Goal of the exercise >>
Could you print the stretch of lines below from the one with "Query: sand dune" through the one with "Query: window", exactly as they stand and without any pictures?

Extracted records
=== Begin Enclosure ===
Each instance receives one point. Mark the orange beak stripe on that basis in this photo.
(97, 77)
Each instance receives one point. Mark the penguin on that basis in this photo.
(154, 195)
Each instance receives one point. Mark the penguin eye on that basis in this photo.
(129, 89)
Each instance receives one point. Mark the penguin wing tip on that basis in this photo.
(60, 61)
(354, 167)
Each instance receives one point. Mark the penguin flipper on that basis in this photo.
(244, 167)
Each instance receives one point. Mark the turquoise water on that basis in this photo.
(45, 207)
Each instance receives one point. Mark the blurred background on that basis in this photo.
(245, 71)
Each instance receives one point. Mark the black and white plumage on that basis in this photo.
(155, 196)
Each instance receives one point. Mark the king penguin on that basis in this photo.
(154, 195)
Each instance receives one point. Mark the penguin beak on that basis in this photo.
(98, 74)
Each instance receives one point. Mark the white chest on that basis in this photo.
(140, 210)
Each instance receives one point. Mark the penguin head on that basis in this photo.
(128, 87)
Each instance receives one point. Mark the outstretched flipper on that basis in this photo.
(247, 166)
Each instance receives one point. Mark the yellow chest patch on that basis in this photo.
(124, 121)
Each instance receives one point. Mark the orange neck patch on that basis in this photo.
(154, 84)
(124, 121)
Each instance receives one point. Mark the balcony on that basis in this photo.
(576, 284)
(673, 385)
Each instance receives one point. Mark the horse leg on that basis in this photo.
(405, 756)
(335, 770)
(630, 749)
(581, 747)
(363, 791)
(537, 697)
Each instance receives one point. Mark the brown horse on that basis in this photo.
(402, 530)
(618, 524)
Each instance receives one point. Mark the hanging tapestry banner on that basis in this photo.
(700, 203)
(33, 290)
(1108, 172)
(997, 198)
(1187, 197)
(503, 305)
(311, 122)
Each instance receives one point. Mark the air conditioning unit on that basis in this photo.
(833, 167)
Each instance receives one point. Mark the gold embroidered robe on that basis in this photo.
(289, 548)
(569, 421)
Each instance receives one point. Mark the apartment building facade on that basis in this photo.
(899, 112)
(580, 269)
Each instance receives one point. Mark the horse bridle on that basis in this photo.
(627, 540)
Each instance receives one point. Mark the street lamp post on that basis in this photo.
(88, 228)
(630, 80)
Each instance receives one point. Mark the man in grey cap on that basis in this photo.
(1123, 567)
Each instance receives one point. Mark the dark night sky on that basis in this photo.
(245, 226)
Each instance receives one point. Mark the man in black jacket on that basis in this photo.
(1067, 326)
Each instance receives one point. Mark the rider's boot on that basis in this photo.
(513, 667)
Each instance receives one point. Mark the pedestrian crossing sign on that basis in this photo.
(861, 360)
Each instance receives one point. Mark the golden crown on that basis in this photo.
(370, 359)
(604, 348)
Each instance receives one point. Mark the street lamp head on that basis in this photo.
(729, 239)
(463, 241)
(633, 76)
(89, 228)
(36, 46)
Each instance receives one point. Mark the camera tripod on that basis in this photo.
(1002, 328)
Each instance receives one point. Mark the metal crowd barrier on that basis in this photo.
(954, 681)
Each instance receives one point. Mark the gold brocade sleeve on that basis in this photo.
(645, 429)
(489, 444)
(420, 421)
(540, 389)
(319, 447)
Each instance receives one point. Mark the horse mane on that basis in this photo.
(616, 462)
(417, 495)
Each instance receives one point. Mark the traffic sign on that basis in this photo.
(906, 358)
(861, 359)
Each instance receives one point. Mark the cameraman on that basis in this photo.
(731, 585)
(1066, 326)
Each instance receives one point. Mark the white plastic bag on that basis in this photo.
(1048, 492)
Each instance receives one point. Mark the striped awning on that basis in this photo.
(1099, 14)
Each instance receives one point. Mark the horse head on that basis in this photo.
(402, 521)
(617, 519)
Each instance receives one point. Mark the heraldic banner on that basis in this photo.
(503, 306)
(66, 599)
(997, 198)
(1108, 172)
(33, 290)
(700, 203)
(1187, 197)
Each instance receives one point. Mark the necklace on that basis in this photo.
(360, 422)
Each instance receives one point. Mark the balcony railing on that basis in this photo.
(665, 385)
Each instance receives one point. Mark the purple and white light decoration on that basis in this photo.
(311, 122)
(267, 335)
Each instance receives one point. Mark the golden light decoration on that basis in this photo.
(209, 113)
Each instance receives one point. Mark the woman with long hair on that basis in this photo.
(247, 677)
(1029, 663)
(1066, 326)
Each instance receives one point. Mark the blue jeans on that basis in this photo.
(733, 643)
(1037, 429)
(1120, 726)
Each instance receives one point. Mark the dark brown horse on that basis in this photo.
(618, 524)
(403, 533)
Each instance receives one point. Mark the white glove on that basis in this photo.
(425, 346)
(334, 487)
=== End Enclosure ===
=== Begin Enclosure ===
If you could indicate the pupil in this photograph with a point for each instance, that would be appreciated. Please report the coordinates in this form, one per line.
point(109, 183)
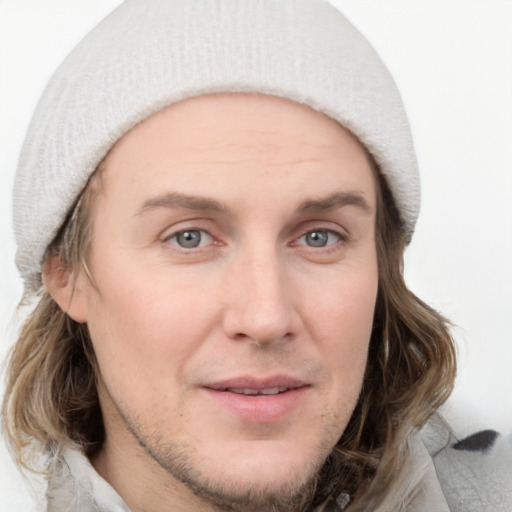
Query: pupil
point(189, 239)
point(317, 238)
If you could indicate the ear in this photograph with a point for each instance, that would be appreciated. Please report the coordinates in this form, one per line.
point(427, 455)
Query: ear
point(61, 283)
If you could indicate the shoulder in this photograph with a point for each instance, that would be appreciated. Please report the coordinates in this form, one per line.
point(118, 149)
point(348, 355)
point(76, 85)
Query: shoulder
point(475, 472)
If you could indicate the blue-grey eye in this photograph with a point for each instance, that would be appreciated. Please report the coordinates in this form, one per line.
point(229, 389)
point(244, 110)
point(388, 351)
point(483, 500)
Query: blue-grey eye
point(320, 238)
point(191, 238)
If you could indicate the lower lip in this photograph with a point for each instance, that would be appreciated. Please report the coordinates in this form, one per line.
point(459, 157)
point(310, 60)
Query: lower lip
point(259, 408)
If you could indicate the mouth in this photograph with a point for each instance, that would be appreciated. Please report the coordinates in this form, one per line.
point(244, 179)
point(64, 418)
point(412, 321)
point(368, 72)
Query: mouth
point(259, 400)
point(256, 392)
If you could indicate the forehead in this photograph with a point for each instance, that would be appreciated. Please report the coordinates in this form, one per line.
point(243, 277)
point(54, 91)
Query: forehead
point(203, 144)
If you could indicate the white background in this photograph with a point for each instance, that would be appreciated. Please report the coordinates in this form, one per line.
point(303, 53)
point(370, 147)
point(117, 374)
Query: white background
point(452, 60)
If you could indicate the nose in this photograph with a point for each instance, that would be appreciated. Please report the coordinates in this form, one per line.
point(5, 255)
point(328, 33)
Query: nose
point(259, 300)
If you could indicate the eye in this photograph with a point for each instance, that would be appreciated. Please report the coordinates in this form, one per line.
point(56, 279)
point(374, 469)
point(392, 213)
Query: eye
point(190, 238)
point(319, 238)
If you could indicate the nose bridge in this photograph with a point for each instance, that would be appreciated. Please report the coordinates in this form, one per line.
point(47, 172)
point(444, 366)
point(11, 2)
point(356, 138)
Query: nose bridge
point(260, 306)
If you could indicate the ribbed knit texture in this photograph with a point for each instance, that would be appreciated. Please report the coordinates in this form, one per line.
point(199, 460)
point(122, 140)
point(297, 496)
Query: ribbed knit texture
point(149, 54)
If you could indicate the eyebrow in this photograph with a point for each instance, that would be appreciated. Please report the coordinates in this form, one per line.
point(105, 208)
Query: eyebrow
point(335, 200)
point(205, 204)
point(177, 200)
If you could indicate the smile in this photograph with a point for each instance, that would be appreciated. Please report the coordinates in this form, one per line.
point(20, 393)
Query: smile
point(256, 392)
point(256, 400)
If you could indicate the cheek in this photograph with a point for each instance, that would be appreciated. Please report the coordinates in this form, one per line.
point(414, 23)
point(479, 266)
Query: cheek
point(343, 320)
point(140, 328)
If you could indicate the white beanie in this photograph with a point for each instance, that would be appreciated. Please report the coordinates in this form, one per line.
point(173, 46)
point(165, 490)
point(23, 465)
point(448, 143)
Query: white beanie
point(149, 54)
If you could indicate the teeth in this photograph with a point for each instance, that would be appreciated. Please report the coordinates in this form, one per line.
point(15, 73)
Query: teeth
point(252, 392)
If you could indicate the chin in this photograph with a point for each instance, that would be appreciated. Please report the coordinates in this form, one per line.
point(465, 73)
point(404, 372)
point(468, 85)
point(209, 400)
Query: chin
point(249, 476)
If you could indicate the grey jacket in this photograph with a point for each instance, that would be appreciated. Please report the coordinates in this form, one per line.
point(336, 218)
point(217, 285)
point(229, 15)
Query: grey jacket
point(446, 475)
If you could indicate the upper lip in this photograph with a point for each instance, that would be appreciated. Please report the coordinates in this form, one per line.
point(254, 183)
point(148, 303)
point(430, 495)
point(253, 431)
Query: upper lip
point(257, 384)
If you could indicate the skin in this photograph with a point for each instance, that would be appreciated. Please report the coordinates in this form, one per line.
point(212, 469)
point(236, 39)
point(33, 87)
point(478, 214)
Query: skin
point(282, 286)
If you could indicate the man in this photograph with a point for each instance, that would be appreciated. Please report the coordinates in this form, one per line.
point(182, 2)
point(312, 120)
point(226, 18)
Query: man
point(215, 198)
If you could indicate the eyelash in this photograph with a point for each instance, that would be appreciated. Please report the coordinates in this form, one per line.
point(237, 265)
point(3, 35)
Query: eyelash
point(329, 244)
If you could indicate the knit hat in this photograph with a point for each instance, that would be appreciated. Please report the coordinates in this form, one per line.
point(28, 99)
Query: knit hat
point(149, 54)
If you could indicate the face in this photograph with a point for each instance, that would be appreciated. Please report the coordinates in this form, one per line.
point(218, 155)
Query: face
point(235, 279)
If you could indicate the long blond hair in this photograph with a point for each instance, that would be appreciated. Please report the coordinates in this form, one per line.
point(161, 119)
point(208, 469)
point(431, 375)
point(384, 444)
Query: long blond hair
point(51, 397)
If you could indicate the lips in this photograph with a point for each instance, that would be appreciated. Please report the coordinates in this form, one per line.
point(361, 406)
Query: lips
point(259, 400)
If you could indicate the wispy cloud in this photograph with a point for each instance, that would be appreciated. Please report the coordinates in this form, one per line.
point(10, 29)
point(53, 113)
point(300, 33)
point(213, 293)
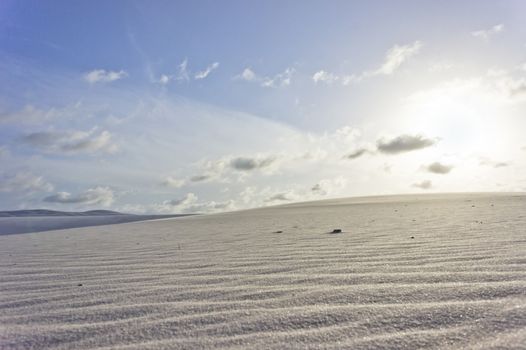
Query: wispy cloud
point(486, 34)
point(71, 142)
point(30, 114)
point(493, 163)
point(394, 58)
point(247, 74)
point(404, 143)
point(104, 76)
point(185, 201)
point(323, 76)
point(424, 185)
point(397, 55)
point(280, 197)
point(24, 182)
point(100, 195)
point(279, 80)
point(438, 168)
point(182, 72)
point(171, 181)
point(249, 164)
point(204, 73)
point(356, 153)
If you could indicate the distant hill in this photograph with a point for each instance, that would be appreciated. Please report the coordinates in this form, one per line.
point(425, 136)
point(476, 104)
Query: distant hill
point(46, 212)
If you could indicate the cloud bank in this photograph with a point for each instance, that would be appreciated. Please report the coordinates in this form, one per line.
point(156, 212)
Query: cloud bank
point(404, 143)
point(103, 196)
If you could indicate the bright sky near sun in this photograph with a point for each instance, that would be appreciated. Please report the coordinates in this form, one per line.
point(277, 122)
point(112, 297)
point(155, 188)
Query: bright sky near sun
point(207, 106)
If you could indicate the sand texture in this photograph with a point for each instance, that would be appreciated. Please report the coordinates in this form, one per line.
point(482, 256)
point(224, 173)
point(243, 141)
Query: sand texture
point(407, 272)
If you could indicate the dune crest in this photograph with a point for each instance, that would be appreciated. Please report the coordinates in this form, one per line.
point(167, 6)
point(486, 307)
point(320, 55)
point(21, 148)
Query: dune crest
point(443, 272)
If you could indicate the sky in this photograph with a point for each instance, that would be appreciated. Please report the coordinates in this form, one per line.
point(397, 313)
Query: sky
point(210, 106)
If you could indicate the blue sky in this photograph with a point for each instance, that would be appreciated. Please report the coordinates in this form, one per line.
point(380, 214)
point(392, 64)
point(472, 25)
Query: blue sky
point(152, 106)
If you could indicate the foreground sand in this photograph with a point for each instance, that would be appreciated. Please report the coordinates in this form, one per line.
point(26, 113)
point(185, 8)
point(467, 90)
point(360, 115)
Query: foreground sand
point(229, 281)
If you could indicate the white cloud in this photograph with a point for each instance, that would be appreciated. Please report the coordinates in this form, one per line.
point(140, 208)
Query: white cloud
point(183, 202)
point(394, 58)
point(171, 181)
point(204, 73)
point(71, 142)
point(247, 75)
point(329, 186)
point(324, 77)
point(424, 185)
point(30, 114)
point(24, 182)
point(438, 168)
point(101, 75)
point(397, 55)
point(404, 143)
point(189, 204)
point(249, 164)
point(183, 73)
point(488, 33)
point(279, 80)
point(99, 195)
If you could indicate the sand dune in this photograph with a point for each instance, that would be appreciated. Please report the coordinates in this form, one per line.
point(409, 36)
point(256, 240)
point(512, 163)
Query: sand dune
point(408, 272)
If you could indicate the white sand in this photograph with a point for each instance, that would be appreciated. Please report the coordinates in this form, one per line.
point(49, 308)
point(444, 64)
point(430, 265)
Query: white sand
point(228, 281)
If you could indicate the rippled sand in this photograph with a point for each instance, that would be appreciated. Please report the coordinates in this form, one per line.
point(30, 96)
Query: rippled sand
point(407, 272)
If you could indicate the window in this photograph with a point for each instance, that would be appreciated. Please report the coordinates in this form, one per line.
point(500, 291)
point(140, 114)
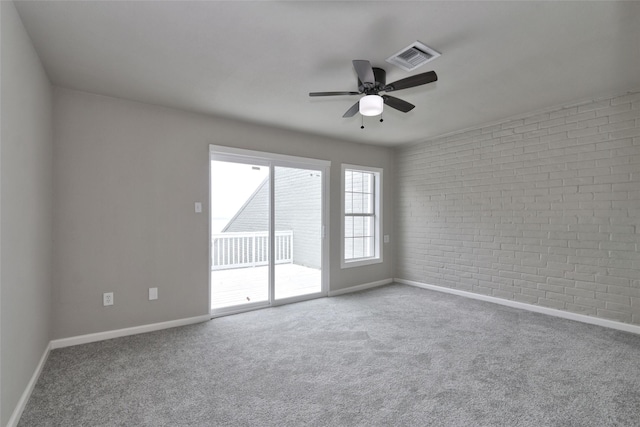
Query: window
=== End Enclosure ===
Answer space >>
Query: sand dune
point(408, 272)
If you could indicate the white sand in this photograph with a point for each instance, that would be appreciated. Please report the coordinates in this form, one per line.
point(49, 308)
point(444, 64)
point(430, 265)
Query: white sand
point(228, 281)
If you could indicate the rippled sand in this photograph with a point for each instance, that would be appreciated. Please report the coordinates in this form, one per line.
point(30, 96)
Query: rippled sand
point(407, 272)
If you could indicate the window in this photograph with a point for each instance, that would be appreciated. Please report the coordinates in this form, one per line.
point(500, 291)
point(140, 114)
Query: window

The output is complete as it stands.